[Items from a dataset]
═══

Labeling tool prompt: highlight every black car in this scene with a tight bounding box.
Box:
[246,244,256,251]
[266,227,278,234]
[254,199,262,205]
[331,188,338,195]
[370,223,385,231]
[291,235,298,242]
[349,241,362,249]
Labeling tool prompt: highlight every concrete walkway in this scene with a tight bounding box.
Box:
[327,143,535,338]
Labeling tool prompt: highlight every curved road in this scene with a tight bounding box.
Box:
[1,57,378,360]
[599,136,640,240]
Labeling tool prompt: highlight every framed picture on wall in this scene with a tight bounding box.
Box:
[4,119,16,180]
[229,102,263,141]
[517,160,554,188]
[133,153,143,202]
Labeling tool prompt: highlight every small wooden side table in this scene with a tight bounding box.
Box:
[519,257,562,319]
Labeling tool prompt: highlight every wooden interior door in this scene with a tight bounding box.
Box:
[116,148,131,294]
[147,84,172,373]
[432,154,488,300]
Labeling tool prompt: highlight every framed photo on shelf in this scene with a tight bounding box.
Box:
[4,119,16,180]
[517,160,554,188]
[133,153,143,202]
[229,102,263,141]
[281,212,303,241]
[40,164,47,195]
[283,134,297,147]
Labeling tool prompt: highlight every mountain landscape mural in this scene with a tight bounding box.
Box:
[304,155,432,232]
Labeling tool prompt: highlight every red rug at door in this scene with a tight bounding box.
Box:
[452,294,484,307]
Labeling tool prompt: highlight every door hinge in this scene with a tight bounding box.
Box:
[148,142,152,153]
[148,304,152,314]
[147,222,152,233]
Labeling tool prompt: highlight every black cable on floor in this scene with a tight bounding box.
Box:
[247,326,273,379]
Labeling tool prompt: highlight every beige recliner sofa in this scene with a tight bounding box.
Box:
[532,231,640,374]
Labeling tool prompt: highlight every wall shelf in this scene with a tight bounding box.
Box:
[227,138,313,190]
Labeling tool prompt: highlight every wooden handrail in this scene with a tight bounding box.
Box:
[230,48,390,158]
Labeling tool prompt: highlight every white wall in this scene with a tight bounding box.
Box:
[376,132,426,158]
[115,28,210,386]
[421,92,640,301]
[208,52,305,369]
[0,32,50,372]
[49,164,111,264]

═══

• **Task details**
Determine how many lines in the records include the word "door", and reply with that number alone.

• **Answer to the exercise**
3